**Instructions to follow:**
Extract every entry word for word. Skip the pictures.

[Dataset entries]
..........
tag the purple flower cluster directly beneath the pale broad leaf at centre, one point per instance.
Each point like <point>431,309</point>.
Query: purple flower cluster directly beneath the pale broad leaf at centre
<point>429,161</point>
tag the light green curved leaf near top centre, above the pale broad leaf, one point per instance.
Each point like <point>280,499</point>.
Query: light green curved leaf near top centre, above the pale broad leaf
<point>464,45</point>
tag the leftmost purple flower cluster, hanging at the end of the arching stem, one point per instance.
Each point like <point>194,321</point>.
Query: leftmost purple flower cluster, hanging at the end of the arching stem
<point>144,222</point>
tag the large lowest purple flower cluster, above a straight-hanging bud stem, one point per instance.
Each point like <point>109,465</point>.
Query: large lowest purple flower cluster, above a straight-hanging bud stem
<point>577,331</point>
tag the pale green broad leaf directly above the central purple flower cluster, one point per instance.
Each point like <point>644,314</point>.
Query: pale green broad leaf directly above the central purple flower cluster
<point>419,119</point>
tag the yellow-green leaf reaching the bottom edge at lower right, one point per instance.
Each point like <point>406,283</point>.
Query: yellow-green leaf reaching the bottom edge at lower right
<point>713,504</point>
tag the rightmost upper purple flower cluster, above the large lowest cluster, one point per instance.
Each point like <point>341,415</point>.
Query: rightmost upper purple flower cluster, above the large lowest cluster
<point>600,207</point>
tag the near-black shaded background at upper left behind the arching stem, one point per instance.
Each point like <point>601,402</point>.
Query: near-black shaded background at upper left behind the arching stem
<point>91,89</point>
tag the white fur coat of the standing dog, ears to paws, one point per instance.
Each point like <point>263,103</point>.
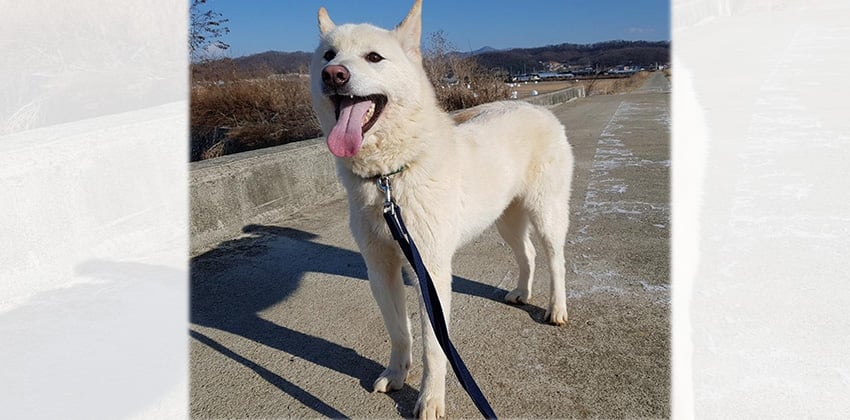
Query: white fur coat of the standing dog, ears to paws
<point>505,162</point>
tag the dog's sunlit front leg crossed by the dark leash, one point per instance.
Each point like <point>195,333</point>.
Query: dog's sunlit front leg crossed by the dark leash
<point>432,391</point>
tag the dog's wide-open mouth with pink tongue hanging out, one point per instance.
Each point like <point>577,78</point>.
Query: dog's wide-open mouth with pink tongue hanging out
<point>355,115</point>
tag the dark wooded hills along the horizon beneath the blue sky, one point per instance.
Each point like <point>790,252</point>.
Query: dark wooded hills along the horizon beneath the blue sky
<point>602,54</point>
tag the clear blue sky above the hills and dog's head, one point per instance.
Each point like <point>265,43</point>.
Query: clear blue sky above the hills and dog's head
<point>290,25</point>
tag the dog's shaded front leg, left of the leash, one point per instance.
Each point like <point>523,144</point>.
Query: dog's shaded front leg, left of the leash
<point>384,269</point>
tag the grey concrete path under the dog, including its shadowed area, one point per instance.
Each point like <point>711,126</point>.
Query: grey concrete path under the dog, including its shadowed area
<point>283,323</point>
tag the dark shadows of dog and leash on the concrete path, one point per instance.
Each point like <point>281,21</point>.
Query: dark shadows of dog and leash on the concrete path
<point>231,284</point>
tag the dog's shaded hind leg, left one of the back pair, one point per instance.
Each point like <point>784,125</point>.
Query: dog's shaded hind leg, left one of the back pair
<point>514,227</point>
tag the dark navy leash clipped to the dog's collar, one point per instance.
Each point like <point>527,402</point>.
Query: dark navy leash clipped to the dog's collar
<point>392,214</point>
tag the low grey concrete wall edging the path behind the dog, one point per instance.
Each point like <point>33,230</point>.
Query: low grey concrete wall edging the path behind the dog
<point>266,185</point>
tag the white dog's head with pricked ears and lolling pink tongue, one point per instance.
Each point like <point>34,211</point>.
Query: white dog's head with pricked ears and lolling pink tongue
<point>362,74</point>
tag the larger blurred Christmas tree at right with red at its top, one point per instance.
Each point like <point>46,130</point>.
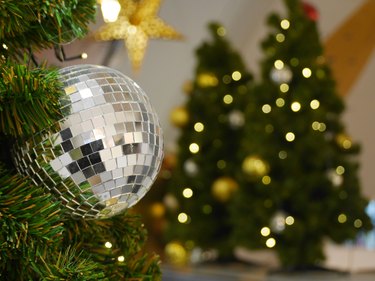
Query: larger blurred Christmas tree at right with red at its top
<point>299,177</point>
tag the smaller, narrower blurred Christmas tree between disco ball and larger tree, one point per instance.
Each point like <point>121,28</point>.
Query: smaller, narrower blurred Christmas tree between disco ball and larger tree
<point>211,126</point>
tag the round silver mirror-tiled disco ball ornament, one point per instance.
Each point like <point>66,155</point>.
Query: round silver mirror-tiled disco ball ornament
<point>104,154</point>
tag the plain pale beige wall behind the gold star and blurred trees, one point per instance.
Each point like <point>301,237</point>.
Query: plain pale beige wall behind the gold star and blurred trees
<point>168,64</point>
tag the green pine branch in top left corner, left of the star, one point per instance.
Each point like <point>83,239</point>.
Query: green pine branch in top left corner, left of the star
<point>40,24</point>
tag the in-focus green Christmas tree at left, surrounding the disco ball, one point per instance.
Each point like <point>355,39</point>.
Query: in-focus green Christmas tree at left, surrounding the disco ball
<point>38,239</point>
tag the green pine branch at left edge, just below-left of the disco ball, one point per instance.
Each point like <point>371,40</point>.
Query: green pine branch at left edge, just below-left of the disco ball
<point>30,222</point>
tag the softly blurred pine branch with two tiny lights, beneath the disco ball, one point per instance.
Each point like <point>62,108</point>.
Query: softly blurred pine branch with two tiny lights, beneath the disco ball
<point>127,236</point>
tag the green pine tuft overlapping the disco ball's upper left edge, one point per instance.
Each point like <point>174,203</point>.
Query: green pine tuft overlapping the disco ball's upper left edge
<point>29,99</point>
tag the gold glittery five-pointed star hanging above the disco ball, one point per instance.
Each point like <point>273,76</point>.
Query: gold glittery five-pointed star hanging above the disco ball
..........
**Solution to the exercise:**
tag the purple flower cluster directly beneath the pale broad leaf at centre, one point per instance.
Each point like <point>431,309</point>.
Query: purple flower cluster directly beneath the pale broad leaf at centre
<point>429,161</point>
tag the light green curved leaf near top centre, above the pale broad leaf, one point per instance.
Each point like <point>280,499</point>.
Query: light green curved leaf near top centre, above the pale broad leaf
<point>464,45</point>
tag the leftmost purple flower cluster, hanging at the end of the arching stem, one point per instance.
Each point like <point>194,321</point>.
Query: leftmost purple flower cluster, hanging at the end of the arching stem
<point>144,222</point>
tag the large lowest purple flower cluster, above a straight-hanging bud stem, one point per instance.
Each point like <point>109,465</point>.
Query: large lowest purple flower cluster, above a straight-hanging bud stem
<point>577,331</point>
tag the pale green broad leaf directly above the central purple flower cluster, one point per instance.
Each point like <point>644,314</point>.
Query: pale green broad leaf directly above the central purple flower cluster
<point>419,119</point>
tag the yellow-green leaf reaching the bottom edge at lower right, one point per instance.
Each point like <point>406,283</point>.
Query: yellow-green leaf reaching the bottom edge at lower right
<point>713,504</point>
tag the rightmost upper purple flower cluster, above the large lowest cluster, one point per instance.
Each point like <point>341,415</point>.
Query: rightmost upper purple flower cluster, above the large lowest cluster
<point>600,207</point>
tag the near-black shaded background at upper left behind the arching stem, one point per instance.
Each point like <point>601,402</point>.
Query: near-black shaded background at upper left behind the arching stem
<point>91,89</point>
tag the white fur coat of the standing dog, ears to paws, one point per instance.
Each point like <point>263,103</point>.
Query: white fur coat of the standing dog, ears to paws
<point>505,162</point>
tag the dog's sunlit front leg crossed by the dark leash, one point per instance.
Each point like <point>195,333</point>.
Query: dog's sunlit front leg crossed by the dark leash
<point>432,391</point>
tag the dog's wide-open mouth with pink tongue hanging out, one point per instance.
Each point like <point>577,78</point>.
Query: dog's wide-open mouth with pink tongue hanging out
<point>355,115</point>
tag the dark wooded hills along the horizon beneath the blue sky, one point per instance.
Each point like <point>790,252</point>.
Query: dark wooded hills along the horizon beneath the blue sky
<point>602,54</point>
tag the clear blue sky above the hills and dog's head, one point per instance.
Each point like <point>265,43</point>.
Query: clear blue sky above the hills and dog's head
<point>290,25</point>
tag the dog's shaded front leg, left of the leash, one point per instance.
Each point like <point>523,144</point>.
Query: dog's shaded front leg, left of the leash
<point>384,269</point>
tag the grey concrete path under the dog, including its shadowed area, one point per instance.
Each point like <point>711,126</point>.
Query: grey concrete path under the dog, including its shadowed area
<point>283,323</point>
tag the dark shadows of dog and leash on the concrete path, one point per instance.
Each point like <point>281,21</point>.
Query: dark shadows of dog and leash on the concrete path
<point>231,284</point>
tag the dog's shaded hind leg, left one of the back pair, one point per instance.
Each point like <point>784,125</point>.
Query: dog's shaded hind leg, left one of the back pair
<point>514,227</point>
tag the dark navy leash clipped to the dog's collar, one point per instance.
Each point like <point>527,402</point>.
Query: dark navy leash clipped to the dog's collar
<point>392,214</point>
tag the low grey concrete wall edging the path behind the dog, one point per instance.
Each point like <point>33,230</point>.
Query: low grey concrete wall edging the path behind the dog
<point>266,185</point>
tag the white dog's head with pricked ears and lolling pink tongue, one point per instance.
Each point like <point>34,211</point>.
Query: white dog's head with pricked ears and lolling pink tongue
<point>362,74</point>
tag the larger blurred Christmas tree at right with red at its top, one point per instance.
Each point like <point>46,130</point>.
Query: larger blurred Christmas tree at right with red at its top
<point>299,177</point>
tag the smaller, narrower blurred Christmas tree between disco ball and larger tree, one point per instance.
Each point like <point>121,28</point>.
Query: smaller, narrower blurred Christmas tree between disco ball and larger tree
<point>211,126</point>
tag the round silver mirror-tiled disco ball ornament, one point per instance.
Each point like <point>66,155</point>.
Query: round silver mirror-tiled disco ball ornament
<point>104,154</point>
tag the plain pale beige wall behind the gold star and blurred trees, one point per instance.
Each point like <point>301,237</point>.
Query: plain pale beige wall behind the gold star and blurred trees
<point>168,64</point>
tag the green pine branch in top left corner, left of the star, one point per instance.
Each point like <point>83,239</point>.
Query: green pine branch in top left corner, left of the star
<point>40,24</point>
tag the in-focus green Christmas tree at left, surrounding the disco ball, one point per instance.
Each point like <point>355,39</point>.
Query: in-focus green Christmas tree at left, surrounding the disco ball
<point>38,239</point>
tag the green pine branch at left edge, just below-left of the disco ball, one point per instance.
Each point like <point>371,40</point>.
Query: green pine branch at left edge, just below-left of the disco ball
<point>30,222</point>
tag the softly blurred pine branch with two tiny lights, beneath the disco ball, one point per instance.
Each point like <point>62,108</point>.
Query: softly blurred pine branch with two tiny lights, beneath the disco ball
<point>127,236</point>
tag the green pine tuft overlapping the disco ball's upper left edge, one point per instance.
Each point like <point>174,203</point>.
Query: green pine tuft overlapping the disco ball's upper left edge
<point>29,99</point>
tag the gold glittery five-pointed star hanging above the disco ball, one point per instance.
Each point like <point>273,76</point>.
Query: gold glittery five-pointed star hanging above the disco ball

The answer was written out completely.